--- Start DATA IN THIS EXERCISE ---

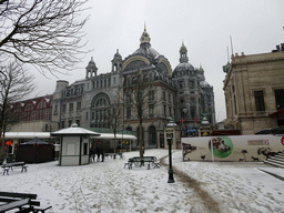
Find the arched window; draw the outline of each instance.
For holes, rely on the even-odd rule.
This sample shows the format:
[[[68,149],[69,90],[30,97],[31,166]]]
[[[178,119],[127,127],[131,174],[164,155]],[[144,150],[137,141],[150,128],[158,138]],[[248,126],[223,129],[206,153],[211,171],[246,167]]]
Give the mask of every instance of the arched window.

--- End DATA IN THIS EXERCISE ---

WHAT TO WORK ON
Reproduce the entries above exactly as they appear, leaving out the pictures.

WRITTEN REPLY
Find the arched window; draw the outline of each instance.
For holes, rely on the even-odd rule.
This sample shows the format:
[[[68,149],[69,90],[30,97],[31,166]]]
[[[178,119],[127,127],[131,174],[164,155]],[[144,150],[137,141],[150,128],[158,138]],[[248,126],[223,129],[206,153],[211,171],[246,167]]]
Give the mask of every instance of the arched window.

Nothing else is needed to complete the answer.